§ **Input**:
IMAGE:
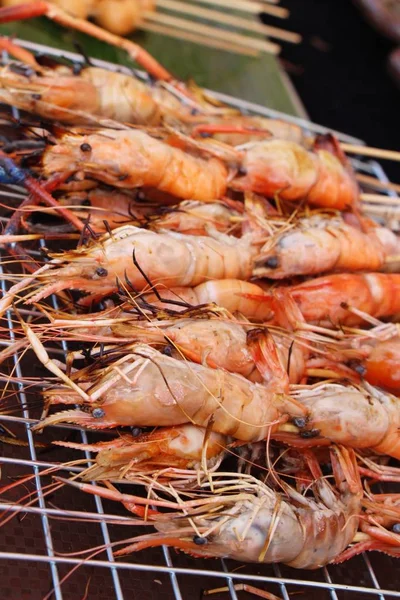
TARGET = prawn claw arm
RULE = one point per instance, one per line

...

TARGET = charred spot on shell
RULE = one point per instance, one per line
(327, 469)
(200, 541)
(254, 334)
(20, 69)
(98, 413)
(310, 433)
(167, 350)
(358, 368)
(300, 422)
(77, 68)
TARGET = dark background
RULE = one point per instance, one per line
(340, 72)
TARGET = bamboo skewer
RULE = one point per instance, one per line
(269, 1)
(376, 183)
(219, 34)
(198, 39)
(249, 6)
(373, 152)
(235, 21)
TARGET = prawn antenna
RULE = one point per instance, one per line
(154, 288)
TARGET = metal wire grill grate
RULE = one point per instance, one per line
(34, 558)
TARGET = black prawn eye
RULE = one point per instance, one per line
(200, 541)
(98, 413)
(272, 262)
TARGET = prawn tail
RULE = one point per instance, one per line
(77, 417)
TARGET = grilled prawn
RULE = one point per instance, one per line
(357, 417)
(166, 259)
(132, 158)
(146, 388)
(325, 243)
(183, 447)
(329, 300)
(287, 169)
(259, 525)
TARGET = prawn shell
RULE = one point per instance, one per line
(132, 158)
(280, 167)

...

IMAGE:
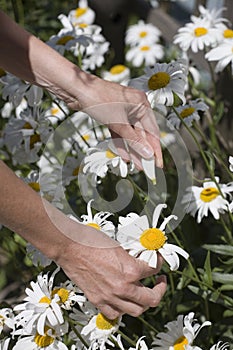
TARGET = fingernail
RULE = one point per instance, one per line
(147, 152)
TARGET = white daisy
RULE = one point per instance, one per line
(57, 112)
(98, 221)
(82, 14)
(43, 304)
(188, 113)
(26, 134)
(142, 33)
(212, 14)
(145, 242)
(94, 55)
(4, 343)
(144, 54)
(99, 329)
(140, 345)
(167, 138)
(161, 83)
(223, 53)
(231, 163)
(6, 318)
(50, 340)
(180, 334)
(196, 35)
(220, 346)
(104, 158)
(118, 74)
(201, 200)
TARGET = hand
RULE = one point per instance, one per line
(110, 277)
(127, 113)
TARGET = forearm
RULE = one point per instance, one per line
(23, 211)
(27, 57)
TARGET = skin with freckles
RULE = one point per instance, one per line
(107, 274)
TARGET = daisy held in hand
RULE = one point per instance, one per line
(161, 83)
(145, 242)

§ **Required work**:
Identify every line above that contains the word "prawn", and copy each of those lines.

§ **Correct answer**:
TARGET = prawn claw arm
TARGET = prawn antenna
TARGET = black prawn eye
TARGET = prawn tail
TARGET = grilled prawn
TARGET = prawn shell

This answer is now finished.